» **EXTRAIT DU TEXTE**:
──────
Aujourd’hui que l’on parle de l’organisation du travail, il faut en dire quelque chose au point de vue chrétien, il faut établir la doctrine chrétienne là-dessus. Je dis que le travail est un châtiment infligé à l’homme, une expiation, et le seul moyen de progrès et de grandeur qui lui soit accordé.

Je dis que le travail est un châtiment, et du premier coup je me pose contre tous les systèmes modernes qui nient la révélation. Dieu dit à l’homme: In labore vultus tui vesceris pane. Voilà la vérité catholique. Il faut l’admettre ou nier la Bible, il faut l’admettre ou nier l’évangile. Mais si l’on nie l’évangile, on nie Jésus-Christ. Niez-vous Jésus-Christ? Oui, comme Dieu. Si vous le niez comme Dieu, c’est un imposteur, car il s’est déclaré Dieu; et si vous niez Jésus-Christ Dieu, vous niez les faits miraculeux par lesquels il prouve sa divinité. Et si vous les niez, vous niez l’histoire. Et si vous niez l’histoire, qu’affirmerez-vous? Mais l’homme est forcé de croire à quelque chose, de croire à l’histoire, donc aux miracles, donc à Jésus-Christ, donc à la Bible, donc à la révélation, donc au péché originel, donc au travail comme châtiment du péché originel.

Ceci posé, voulez-vous [savoir] par quelle sagesse admirable Dieu a pris le travail comme châtiment? L’homme a troublé l’ordre par le péché, ordre moral, ordre physique. Il est condamné à le réparer autant qu’il en est capable.

Il a troublé l’ordre physique, dont il a voulu être le maître. Trois désordres, le chaud, le froid, besoin d’un abri. Il faut qu’il se meuve – besoin de vêtement; il faut qu’il se soutienne, besoin de nourriture; il faut qu’il travaille pour se loger, pour se vêtir, pour se nourrir. Il faut qu’il travaille pour se défendre. – Puis le luxe.

Dans l’ordre moral la même chose. Son intelligence a besoin de connaître, son coeur de pratiquer le bien. Il faut qu’il lutte contre l’ignorance et contre la concupiscence. Le châtiment se trouve dans un effort pour la réparation du désordre. Mais l’homme seul [en] est incapable, il faut Jésus-Christ. L’homme par son travail entre avec l’idée de l’expiation dans un monde supérieur. Il y souffre, mais il accepte sa souffrance. Quelle différence! Le fils de l’ouvrier, fabri filius, est là.
──────
» **DONNÉES EXTRAITES**:
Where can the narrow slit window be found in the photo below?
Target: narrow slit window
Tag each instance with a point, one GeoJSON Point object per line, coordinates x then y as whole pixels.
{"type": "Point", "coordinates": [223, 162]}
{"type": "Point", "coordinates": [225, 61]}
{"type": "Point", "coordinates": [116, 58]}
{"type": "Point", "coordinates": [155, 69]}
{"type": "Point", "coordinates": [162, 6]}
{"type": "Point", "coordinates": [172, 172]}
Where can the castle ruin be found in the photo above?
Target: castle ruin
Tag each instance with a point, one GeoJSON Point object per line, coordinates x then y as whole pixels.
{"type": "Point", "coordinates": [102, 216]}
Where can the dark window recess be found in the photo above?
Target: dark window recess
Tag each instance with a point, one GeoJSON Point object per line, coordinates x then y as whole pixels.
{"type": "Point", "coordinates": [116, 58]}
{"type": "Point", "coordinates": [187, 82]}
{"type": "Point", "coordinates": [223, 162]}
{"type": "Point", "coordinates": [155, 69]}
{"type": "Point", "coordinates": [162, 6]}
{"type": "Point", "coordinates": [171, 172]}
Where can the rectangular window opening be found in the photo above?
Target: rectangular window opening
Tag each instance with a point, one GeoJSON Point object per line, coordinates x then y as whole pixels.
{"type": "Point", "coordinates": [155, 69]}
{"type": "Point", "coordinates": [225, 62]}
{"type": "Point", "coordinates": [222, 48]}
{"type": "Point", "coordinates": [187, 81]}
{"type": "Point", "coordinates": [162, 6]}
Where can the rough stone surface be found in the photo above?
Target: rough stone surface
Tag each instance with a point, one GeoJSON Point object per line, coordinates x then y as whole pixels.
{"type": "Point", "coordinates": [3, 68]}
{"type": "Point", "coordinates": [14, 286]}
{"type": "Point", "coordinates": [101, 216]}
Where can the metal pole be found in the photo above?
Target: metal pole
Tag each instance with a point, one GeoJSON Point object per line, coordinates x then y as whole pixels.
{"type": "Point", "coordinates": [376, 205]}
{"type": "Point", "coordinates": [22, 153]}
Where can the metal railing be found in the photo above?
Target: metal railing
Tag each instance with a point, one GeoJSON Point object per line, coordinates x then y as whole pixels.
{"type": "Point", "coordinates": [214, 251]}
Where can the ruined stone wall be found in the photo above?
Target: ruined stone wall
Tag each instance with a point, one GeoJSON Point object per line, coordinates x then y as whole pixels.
──────
» **CONSIGNE ÉCRITE 1**: Recopiez le passage du texte sur le travail qui va de « Dans l’ordre moral » jusqu'à « filius, est là. ».
» **CONSIGNE ÉCRITE 2**: Résumez le texte sur le travail en deux phrases.
» **CONSIGNE ÉCRITE 3**: Écrivez la suite du texte sur le travail après sa dernière phrase, s'il vous plaît.
Les enregistrements proviennent d'une autre source que le texte.

» **RÉPONSE 1**:
Dans l’ordre moral la même chose. Son intelligence a besoin de connaître, son coeur de pratiquer le bien. Il faut qu’il lutte contre l’ignorance et contre la concupiscence. Le châtiment se trouve dans un effort pour la réparation du désordre. Mais l’homme seul [en] est incapable, il faut Jésus-Christ. L’homme par son travail entre avec l’idée de l’expiation dans un monde supérieur. Il y souffre, mais il accepte sa souffrance. Quelle différence! Le fils de l’ouvrier, fabri filius, est là.

» **RÉPONSE 2**: Selon la doctrine chrétienne, le travail est un châtiment infligé à l'homme pour le péché originel, une expiation et son seul moyen de progrès et de grandeur. Ayant troublé par le péché l'ordre physique et l'ordre moral, l'homme doit travailler pour se loger, se vêtir, se nourrir et se défendre, et lutter contre l'ignorance et la concupiscence, mais seul il est incapable de réparer ce désordre, car il lui faut Jésus-Christ.

» **RÉPONSE 3**:
Mais à peine a-t-il offert son sacrifice que du haut du ciel une pensée est descendue, la résignation. Suivez le pauvre ouvrier dans toute sa carrière. Il naît – le baptême; il grandit – la première communion; il a des passions, le travail le protègera. Entouré d’une famille, il travaille avec amour; il meurt, toujours résigné, parce qu’il a une pensée chrétienne. Il offre à Dieu le sacrifice de son travail et de ses souffrances, de ses larmes et de ses sueurs; il se couche dans son silence avec l’espérance de se relever.

Différence avec l’ouvrier matérialisé – Commencer par le désespoir, finir par la résignation.

2.

Le travail est le moyen de progrès et de grandeur donné à l’homme. Qui dit travail, dit effort, action, mais le travail est comme une seconde création. Celui qui produit crée autant qu’il dépend de lui. Il ne tire pas la matière du néant, mais il lui donne la puissance d’exister d’une certaine manière, et plus son action est parfaite, plus il manifeste la perfection qui est au-dedans de lui, plus il la développe.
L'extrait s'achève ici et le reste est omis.